▶ [ACTIVITY] For the records below, tally every line that has the word "target" and reply with the number alone.
===============
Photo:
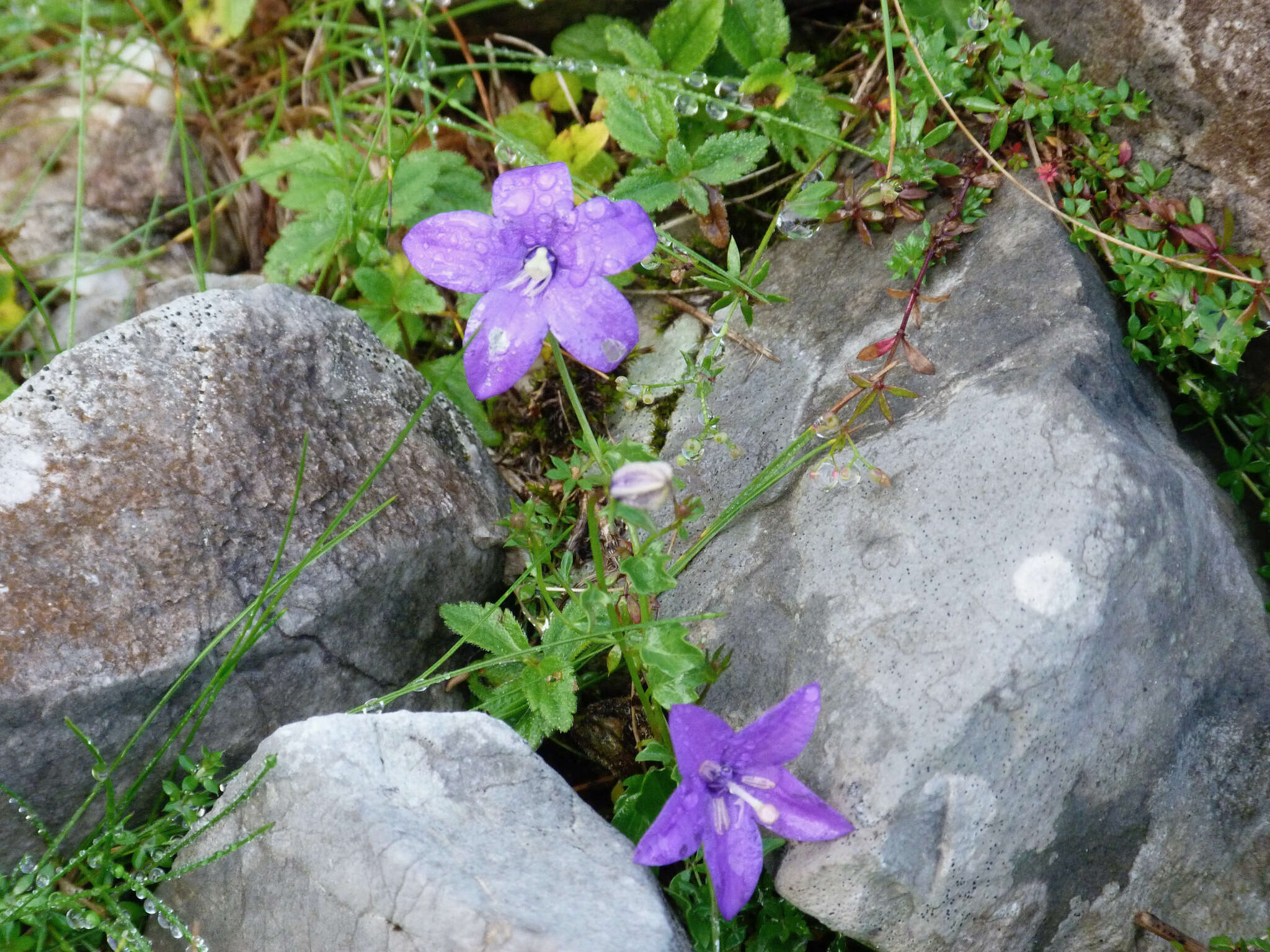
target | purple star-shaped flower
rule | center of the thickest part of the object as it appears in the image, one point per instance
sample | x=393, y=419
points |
x=732, y=782
x=540, y=263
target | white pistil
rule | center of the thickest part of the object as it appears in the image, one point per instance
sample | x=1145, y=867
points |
x=535, y=275
x=766, y=813
x=721, y=815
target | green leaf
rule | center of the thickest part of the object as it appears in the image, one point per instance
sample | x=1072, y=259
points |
===============
▶ [RESPONSE TO THIS TASK] 3